====== Given information ======

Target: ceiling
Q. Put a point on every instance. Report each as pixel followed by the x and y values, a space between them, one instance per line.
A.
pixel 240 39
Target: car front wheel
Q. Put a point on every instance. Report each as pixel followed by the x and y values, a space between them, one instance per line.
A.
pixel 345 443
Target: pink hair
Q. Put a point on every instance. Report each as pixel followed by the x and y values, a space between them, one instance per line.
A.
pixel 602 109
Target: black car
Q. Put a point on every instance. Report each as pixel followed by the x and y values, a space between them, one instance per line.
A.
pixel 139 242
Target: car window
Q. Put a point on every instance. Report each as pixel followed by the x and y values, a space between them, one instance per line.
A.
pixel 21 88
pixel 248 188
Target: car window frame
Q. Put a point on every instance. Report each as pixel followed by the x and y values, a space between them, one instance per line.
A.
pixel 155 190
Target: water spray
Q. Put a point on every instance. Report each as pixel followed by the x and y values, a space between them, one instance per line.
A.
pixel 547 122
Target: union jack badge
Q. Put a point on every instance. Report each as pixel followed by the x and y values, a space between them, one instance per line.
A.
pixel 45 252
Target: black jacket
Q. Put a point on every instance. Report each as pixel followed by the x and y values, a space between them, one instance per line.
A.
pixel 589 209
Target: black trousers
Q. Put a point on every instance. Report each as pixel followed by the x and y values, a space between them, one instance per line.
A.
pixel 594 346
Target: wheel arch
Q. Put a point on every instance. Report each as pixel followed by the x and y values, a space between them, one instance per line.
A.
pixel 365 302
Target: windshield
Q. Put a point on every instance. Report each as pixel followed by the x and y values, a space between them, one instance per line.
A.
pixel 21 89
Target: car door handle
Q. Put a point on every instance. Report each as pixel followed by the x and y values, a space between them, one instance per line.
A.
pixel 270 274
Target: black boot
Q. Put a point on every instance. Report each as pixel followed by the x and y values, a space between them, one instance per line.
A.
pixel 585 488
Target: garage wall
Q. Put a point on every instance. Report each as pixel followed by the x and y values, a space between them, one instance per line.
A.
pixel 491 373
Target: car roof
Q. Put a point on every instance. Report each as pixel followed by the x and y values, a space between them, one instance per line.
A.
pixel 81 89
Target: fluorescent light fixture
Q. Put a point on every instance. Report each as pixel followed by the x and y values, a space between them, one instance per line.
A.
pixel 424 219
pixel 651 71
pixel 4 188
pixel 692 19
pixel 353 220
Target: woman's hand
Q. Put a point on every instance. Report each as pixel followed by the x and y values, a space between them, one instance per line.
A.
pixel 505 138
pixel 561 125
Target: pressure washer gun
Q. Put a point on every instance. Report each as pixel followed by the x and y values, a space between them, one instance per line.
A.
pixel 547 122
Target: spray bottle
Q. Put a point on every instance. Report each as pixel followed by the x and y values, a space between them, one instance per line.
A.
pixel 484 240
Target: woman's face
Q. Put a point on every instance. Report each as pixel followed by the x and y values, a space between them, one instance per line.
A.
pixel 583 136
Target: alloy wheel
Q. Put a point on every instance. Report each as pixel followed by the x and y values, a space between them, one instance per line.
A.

======

■ About this exercise ■
Among the lines above, find each one containing the string "window" and copy it.

■ Response area ■
Target: car window
Target: car window frame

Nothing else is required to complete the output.